* _WHAT TO WORK ON_: Locate each line in the records containing "brown". Copy it.
- - - - - - -
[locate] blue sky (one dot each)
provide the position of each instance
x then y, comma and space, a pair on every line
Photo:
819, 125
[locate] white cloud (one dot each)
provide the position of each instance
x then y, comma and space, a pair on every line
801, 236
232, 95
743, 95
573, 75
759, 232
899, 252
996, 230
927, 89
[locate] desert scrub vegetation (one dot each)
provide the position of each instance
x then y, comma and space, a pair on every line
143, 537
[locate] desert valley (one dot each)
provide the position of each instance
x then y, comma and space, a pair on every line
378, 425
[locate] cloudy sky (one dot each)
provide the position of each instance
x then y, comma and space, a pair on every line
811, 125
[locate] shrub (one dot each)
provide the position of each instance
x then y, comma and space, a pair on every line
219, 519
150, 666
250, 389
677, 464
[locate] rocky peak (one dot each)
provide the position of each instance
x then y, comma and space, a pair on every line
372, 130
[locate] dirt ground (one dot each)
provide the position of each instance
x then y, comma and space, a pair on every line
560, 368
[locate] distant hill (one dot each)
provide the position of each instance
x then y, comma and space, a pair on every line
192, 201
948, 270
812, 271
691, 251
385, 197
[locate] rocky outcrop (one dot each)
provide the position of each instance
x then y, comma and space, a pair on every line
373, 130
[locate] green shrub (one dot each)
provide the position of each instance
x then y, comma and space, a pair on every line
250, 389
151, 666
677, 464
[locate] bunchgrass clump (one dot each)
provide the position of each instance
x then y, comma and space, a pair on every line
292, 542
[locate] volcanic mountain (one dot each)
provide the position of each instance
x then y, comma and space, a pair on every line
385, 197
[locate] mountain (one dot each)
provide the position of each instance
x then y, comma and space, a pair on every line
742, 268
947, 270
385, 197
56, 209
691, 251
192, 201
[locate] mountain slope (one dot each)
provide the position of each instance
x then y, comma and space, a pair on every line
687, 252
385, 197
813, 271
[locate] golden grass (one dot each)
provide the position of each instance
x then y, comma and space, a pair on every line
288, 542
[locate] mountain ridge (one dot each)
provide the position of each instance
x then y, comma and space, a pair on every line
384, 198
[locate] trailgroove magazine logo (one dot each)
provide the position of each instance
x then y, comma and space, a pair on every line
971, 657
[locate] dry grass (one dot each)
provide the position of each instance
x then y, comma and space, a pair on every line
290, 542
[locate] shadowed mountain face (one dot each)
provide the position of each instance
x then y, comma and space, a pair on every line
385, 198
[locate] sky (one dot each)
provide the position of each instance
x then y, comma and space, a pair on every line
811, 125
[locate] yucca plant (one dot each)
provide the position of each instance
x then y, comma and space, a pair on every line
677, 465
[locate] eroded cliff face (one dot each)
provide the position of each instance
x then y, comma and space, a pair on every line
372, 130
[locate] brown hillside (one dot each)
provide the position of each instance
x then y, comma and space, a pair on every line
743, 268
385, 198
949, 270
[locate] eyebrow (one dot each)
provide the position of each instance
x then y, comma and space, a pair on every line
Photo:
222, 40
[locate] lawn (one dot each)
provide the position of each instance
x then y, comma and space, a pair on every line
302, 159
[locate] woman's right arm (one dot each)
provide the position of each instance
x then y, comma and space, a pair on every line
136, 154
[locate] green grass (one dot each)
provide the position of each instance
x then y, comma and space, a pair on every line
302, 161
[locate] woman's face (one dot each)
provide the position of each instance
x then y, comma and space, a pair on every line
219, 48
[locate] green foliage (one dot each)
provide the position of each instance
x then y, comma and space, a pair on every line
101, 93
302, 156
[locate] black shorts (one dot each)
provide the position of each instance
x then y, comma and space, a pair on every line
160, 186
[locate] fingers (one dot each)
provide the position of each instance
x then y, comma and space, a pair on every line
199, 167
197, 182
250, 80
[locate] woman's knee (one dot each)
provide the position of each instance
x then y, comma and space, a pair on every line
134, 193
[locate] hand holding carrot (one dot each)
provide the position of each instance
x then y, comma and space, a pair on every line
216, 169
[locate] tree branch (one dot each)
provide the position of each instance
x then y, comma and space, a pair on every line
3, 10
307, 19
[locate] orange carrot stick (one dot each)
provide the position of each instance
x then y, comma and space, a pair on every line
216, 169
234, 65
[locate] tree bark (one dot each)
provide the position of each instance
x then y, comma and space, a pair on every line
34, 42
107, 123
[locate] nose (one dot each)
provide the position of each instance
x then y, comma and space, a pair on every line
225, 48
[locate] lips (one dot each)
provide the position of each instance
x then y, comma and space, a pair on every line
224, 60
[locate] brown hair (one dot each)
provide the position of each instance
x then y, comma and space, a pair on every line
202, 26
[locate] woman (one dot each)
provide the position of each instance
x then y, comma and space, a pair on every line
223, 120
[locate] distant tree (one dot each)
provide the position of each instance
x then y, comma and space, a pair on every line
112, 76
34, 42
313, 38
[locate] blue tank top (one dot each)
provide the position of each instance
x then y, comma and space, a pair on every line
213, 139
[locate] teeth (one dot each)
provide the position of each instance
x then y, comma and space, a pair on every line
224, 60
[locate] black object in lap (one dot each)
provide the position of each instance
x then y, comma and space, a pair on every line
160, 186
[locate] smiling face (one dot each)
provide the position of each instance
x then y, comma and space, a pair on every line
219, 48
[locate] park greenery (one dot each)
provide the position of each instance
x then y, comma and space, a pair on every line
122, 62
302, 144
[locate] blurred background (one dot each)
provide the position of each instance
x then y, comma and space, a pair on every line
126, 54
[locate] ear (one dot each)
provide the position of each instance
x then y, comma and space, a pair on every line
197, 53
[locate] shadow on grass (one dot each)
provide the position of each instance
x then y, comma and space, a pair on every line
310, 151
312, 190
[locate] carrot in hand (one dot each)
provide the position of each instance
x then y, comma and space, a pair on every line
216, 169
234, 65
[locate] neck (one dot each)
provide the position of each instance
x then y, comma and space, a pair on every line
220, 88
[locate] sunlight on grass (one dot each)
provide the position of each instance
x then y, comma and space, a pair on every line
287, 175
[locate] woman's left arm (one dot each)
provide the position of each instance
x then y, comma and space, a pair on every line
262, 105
- - - - - - -
* _TASK SOLUTION_:
[locate] brown hillside (one dot each)
[locate] brown hair (one dot each)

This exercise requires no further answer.